§ WHAT THE TASK ASKS
Each of the entries should be retyped precisely as it appears.

§ PROVIDED RECORDS
▼

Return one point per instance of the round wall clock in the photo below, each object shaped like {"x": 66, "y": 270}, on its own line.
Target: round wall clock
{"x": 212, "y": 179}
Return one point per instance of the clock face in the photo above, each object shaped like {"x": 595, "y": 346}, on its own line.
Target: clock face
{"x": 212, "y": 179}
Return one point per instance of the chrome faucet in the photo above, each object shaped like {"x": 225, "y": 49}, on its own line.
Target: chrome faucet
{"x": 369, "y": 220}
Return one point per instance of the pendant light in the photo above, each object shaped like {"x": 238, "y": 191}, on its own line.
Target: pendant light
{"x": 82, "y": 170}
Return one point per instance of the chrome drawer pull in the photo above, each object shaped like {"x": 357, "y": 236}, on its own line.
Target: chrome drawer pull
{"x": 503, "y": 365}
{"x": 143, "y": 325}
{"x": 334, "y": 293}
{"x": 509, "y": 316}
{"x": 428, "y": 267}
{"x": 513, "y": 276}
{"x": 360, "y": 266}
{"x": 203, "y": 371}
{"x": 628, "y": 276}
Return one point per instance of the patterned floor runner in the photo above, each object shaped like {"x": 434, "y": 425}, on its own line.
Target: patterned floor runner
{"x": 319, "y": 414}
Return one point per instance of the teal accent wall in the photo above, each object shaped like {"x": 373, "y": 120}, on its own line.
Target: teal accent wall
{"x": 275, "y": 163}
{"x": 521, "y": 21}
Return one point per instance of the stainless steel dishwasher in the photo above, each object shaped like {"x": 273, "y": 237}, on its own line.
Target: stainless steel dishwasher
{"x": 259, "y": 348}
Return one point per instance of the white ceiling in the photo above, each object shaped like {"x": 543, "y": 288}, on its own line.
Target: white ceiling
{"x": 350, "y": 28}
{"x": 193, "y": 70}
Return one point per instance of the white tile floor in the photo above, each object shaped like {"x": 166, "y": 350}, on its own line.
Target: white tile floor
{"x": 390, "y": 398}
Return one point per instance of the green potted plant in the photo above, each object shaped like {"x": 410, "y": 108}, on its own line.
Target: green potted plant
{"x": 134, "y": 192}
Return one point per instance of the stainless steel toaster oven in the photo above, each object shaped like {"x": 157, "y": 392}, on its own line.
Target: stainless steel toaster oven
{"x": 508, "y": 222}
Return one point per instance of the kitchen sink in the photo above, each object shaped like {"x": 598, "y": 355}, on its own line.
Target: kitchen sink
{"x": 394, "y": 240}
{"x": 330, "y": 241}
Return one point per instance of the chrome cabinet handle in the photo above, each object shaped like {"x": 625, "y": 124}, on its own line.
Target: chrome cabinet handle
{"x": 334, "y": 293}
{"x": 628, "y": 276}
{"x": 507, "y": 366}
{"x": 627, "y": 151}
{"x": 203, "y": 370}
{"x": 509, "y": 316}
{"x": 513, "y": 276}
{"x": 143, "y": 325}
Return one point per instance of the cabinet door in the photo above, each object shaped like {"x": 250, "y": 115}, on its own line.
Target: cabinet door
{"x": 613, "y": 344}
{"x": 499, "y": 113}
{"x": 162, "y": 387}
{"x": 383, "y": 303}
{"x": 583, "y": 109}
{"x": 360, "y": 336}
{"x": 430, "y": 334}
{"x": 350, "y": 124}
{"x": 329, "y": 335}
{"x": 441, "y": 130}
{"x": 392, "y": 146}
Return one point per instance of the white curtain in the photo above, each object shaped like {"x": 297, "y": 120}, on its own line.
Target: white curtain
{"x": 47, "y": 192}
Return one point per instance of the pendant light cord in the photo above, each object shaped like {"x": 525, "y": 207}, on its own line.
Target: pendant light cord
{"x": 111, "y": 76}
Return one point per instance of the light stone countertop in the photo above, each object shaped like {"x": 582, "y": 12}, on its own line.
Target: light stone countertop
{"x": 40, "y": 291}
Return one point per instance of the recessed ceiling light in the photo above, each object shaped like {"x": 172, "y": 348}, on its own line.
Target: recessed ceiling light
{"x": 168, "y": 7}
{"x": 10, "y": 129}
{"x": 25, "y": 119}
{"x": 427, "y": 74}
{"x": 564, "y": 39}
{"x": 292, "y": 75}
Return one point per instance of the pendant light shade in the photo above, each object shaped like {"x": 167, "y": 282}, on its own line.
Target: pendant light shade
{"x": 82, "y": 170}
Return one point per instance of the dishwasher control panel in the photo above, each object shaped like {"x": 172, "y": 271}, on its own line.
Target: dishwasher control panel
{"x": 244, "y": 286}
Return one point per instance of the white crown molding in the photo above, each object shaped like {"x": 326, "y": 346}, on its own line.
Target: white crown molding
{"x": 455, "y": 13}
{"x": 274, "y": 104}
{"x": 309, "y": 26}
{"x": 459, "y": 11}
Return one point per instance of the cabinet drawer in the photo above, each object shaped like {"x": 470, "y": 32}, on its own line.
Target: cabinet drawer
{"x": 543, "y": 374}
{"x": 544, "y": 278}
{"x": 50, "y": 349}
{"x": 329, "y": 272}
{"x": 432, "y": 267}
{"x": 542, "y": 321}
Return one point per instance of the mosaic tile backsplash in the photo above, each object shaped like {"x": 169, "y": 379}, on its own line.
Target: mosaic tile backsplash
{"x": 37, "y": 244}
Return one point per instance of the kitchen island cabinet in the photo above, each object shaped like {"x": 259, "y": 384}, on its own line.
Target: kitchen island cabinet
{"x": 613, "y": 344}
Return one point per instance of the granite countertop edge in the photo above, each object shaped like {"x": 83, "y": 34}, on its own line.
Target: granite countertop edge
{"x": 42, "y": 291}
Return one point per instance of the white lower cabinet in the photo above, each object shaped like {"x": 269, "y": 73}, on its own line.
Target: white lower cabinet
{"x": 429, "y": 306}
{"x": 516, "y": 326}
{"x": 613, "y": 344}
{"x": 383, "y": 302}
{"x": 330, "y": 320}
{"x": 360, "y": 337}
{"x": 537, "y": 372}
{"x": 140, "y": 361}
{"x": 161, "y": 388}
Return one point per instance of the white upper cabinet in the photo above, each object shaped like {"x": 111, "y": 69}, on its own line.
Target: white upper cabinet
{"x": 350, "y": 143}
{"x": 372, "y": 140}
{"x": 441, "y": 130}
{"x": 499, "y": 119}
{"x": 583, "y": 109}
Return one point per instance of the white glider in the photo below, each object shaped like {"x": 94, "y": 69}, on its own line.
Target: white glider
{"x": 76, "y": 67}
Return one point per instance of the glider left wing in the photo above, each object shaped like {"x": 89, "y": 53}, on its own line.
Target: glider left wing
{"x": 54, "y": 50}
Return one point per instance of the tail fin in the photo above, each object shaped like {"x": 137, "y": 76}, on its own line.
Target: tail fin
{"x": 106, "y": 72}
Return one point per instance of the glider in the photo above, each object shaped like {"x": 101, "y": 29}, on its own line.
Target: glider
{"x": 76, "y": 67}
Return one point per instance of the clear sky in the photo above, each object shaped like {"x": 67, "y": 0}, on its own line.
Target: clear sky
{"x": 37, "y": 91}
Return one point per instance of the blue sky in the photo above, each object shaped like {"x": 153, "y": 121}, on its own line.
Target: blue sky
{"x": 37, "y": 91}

▲

§ TASK RESULT
Return one point per instance of the round wall clock in the photo below, each object shaped like {"x": 66, "y": 270}, on its own line.
Target: round wall clock
{"x": 212, "y": 179}
Return one point per instance of the clock face in the photo above, each object shaped like {"x": 595, "y": 346}, on its own line.
Target: clock face
{"x": 212, "y": 179}
Return one point per instance of the chrome faucet in the photo above, each object shaped like {"x": 225, "y": 49}, on its own line.
Target: chrome faucet
{"x": 369, "y": 220}
Return one point per instance of the pendant light in the photo above, each object shaped like {"x": 238, "y": 191}, on its own line.
Target: pendant light
{"x": 82, "y": 170}
Return one point per instance of the chrome drawer pull in the photo above, each object shaped like {"x": 357, "y": 236}, on its own line.
Target: chrome drawer pull
{"x": 503, "y": 365}
{"x": 143, "y": 325}
{"x": 334, "y": 293}
{"x": 509, "y": 316}
{"x": 428, "y": 267}
{"x": 513, "y": 276}
{"x": 360, "y": 266}
{"x": 203, "y": 371}
{"x": 628, "y": 276}
Return one point per instance of the patterned floor runner in the photo above, each object shaped like {"x": 434, "y": 425}, on its own line.
Target: patterned floor runner
{"x": 319, "y": 414}
Return one point per instance of the teal accent wall in the photo above, each object shaped like {"x": 373, "y": 120}, on its own line.
Target: teal accent wall
{"x": 275, "y": 163}
{"x": 521, "y": 21}
Return one point per instance of the stainless steel dishwasher in the photo above, each object shaped like {"x": 273, "y": 237}, on its own line.
Target: stainless steel dishwasher
{"x": 259, "y": 348}
Return one point per instance of the white ceiling in the photo above, each object shaped like {"x": 543, "y": 288}, on its own line.
Target: white ceiling
{"x": 350, "y": 28}
{"x": 193, "y": 70}
Return one point per instance of the white tile floor in the photo above, each object shaped like {"x": 166, "y": 350}, on its own line.
Target: white tile floor
{"x": 390, "y": 398}
Return one point per instance of the green potted plant in the photo above, each object shaped like {"x": 410, "y": 108}, on its own line.
Target: green potted plant
{"x": 134, "y": 192}
Return one point per instance of the stainless steel toaster oven in the photo above, each object shaped like {"x": 157, "y": 392}, on its own line.
Target: stainless steel toaster oven
{"x": 508, "y": 222}
Return one point per instance of the kitchen sink in the photo above, each object shaped like {"x": 598, "y": 355}, on its own line.
Target: kitchen sink
{"x": 394, "y": 240}
{"x": 330, "y": 241}
Return one point per instance of the chrome cabinet handle in the photo above, each object shaped like {"x": 625, "y": 124}, on its own line.
Target: chrome cabinet handle
{"x": 334, "y": 293}
{"x": 628, "y": 276}
{"x": 507, "y": 366}
{"x": 627, "y": 151}
{"x": 203, "y": 370}
{"x": 509, "y": 316}
{"x": 513, "y": 276}
{"x": 143, "y": 325}
Return one point per instance of the cabinet door in the photo above, each object shaped like {"x": 250, "y": 115}, on its own line.
Target: cabinet door
{"x": 613, "y": 344}
{"x": 499, "y": 113}
{"x": 162, "y": 387}
{"x": 383, "y": 303}
{"x": 583, "y": 109}
{"x": 360, "y": 336}
{"x": 430, "y": 334}
{"x": 350, "y": 124}
{"x": 329, "y": 335}
{"x": 441, "y": 130}
{"x": 392, "y": 146}
Return one point per instance of the white curtain in the photo above, each object shaped like {"x": 297, "y": 120}, on its own line.
Target: white curtain
{"x": 47, "y": 192}
Return one point per instance of the pendant light cord in the photo above, each object shaped like {"x": 525, "y": 207}, on its own line.
Target: pendant light cord
{"x": 111, "y": 76}
Return one point per instance of the light stone countertop in the photo above, each object shaped like {"x": 582, "y": 12}, on its own line.
Target: light stone countertop
{"x": 40, "y": 291}
Return one point per instance of the recessed ceiling light in the photo above, each object shaped like {"x": 172, "y": 348}, on its own line.
Target: recessed ceiling light
{"x": 168, "y": 7}
{"x": 10, "y": 129}
{"x": 25, "y": 119}
{"x": 427, "y": 74}
{"x": 564, "y": 39}
{"x": 292, "y": 75}
Return one point per instance of the pendant light shade in the photo above, each object shaped like {"x": 167, "y": 282}, on its own line.
Target: pendant light shade
{"x": 82, "y": 170}
Return one point per instance of the dishwasher control panel in the photo above, each object shaped like {"x": 172, "y": 271}, on its own line.
Target: dishwasher control panel
{"x": 244, "y": 286}
Return one point per instance of the white crown molding in the photo above, each object shaped like {"x": 326, "y": 346}, on its own line.
Target: white crown molding
{"x": 455, "y": 13}
{"x": 274, "y": 104}
{"x": 309, "y": 26}
{"x": 459, "y": 11}
Return one point per instance of the cabinet drawer in the photo above, each object shaped like {"x": 470, "y": 32}, on its own line.
Target: cabinet drawer
{"x": 543, "y": 374}
{"x": 544, "y": 278}
{"x": 50, "y": 349}
{"x": 329, "y": 272}
{"x": 432, "y": 267}
{"x": 542, "y": 321}
Return one point per instance of the mosaic tile backsplash in the photo above, each object shaped like {"x": 169, "y": 379}, on its own line.
Target: mosaic tile backsplash
{"x": 37, "y": 244}
Return one point per instance of the kitchen island cabinet in the photo above, each object shaped like {"x": 259, "y": 384}, on its own line.
Target: kitchen island cabinet
{"x": 613, "y": 344}
Return one point per instance of the granite countertop edge in the photo above, each object shaped like {"x": 83, "y": 34}, on its own line.
Target: granite countertop edge
{"x": 42, "y": 291}
Return one point per instance of the white lower cabinet in the photo above, each object shaped like {"x": 269, "y": 73}, on its own line.
Target: white lower cabinet
{"x": 429, "y": 306}
{"x": 516, "y": 326}
{"x": 613, "y": 344}
{"x": 383, "y": 302}
{"x": 330, "y": 320}
{"x": 360, "y": 337}
{"x": 537, "y": 372}
{"x": 140, "y": 361}
{"x": 161, "y": 388}
Return one point per instance of the white upper cabinet in the photo above, each object shaped like {"x": 111, "y": 69}, on its own line.
Target: white upper cabinet
{"x": 350, "y": 143}
{"x": 372, "y": 140}
{"x": 441, "y": 130}
{"x": 499, "y": 119}
{"x": 583, "y": 109}
Return one point per instance of the white glider in the photo below, each object shaped like {"x": 94, "y": 69}, on its own line.
Target: white glider
{"x": 76, "y": 67}
Return one point per instance of the glider left wing in the photo above, each object shaped like {"x": 89, "y": 53}, on its own line.
Target: glider left wing
{"x": 54, "y": 50}
Return one point per instance of the tail fin in the photo above, each object shaped like {"x": 137, "y": 76}, on its own line.
Target: tail fin
{"x": 106, "y": 72}
Return one point per instance of the glider in the photo above, each object shaped like {"x": 101, "y": 29}, on its own line.
Target: glider
{"x": 76, "y": 67}
Return one point per instance of the clear sky in the photo above, each object shaped like {"x": 67, "y": 0}, on its own line.
Target: clear sky
{"x": 37, "y": 91}
Return one point per instance of the blue sky in the photo above, each object shaped like {"x": 153, "y": 121}, on its own line.
Target: blue sky
{"x": 37, "y": 91}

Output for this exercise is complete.